İstek 1:
Manevi tazminat metninin ilk paragrafına göre, talepte bulunan tarafın dayandığı unsurların tümünü sırala.
İstek 2:
Manevi tazminat metnini kaldığı yerden sürdür.

Metin Bloğu:

□ □ □ □ □ □ □

BOŞANMA DAVALARINDA MANEVİ TAZMİNAT

Genel olarak manevi tazminat talebi; tazminat talebine konu olay neticesinde şahıs varlığı saldırıya uğramış olan tarafın, yargı makamları eliyle; yaşadığı üzüntü, elem ve zedelenen kişilik hakkına dayanarak, karşı taraftan uygun miktar bir para ödenmesini talep etmesidir.

Boşanma davalarında manevi tazminatı düzenleyen Türk Medeni Kanunu'nun 174. maddesinin 2. fıkrasında; "Boşanmaya sebep olan olaylar yüzünden kişilik hakkı saldırıya uğrayan taraf, kusurlu olan diğer taraftan manevi tazminat olarak uygun bir para ödenmesini isteyebilir." hükmü mevcuttur.

Kanun hükmü uyarınca, boşanma davasında manevi tazminat talep etmenin şartlarını aşağıdaki şekilde sıralamak mümkündür;

-Geçerli bir evlilik birliğini sona erdirmek üzere boşanmaya karar verilmiş olması, (Manevi tazminat talebi sebebiyle, boşanma davasından ayrı olarak da manevi tazminat davası açılmasında engel yoktur.)

-Manevi tazminat talep edecek tarafın, boşanmaya konu olay neticesinde kişilik hakkının saldırıya uğraması, (Boşanmaya sebep olan olay, aynı zamanda, manevi tazminat talep eden eşin kişilik hakkını zedeleyen olayın kaynağını teşkil etmelidir. Tazminat talep eden eşin kişilik hakkı, boşanmaya sebep olan olay ile ilişkilendirilemeyecek bir sebepten zedelenmiş ise, boşanma davasında manevi tazminat talebine konu edilemeyecektir.)

□ □ □ □ □ □ □

Kayıtlı Veriler:

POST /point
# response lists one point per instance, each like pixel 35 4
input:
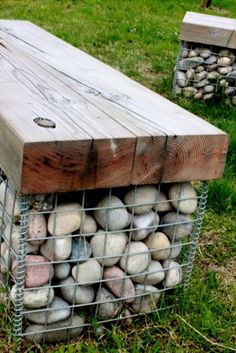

□ □ □ □ □ □ □

Alıştırma Çıktısı 1:
Yaşadığı üzüntü
Elem
Zedelenen kişilik hakkı

Alıştırma Çıktısı 2:
-Kendisinden manevi tazminat talep edilen tarafın kusurlu olması, (Kendisinden tazminat talep edilen tarafın, boşanmaya ve karşı tarafın kişilik hakkının zedelenmesine kusuruyla sebep olması gerekmektedir.)

-Manevi tazminat talep eden tarafın, (en azından) diğer eşten daha az kusurlu olması, (Mülga kanun hükmünün aksine, kişilik hakkı zedelenen eşin manevi tazminat talep edebilmesi için tamamen kusursuz olması aranmamakta, diğer eşe nazaran daha az kusurlu olması yeterli görülmektedir. Daha az kusurlu olan eşin kusuru ise, karşı taraf aleyhine hükmedilecek tazminat miktarında indirim sebebi teşkil edecektir.)

Manevi Tazminatın Miktarı Nasıl Belirlenir?

Manevi tazminat müessesesinin esas maksadı, boşanma davasına konu edilen sebep ile kişilik hakkı saldırıya uğrayan/zedelenen eşin, bu nedenle yaşadığı yoğun elem, keder ve üzüntüyü bir bakıma telafi etmek veya hafifletmek, kişinin manevi değerlerindeki eksilmeyi hafifletmektir.

Manevi tazminat, bir miktar paradır. Ancak Türk Medeni Kanunu'nun 176. maddesinin 2. fıkrasına göre; "Manevi tazminatın irat biçiminde ödenmesine karar verilemez." Yani, aleyhine manevi tazminata hükmedilen taraf, tazminat olarak belirlenen miktarı def'aten (tek seferde) ödemek zorundadır.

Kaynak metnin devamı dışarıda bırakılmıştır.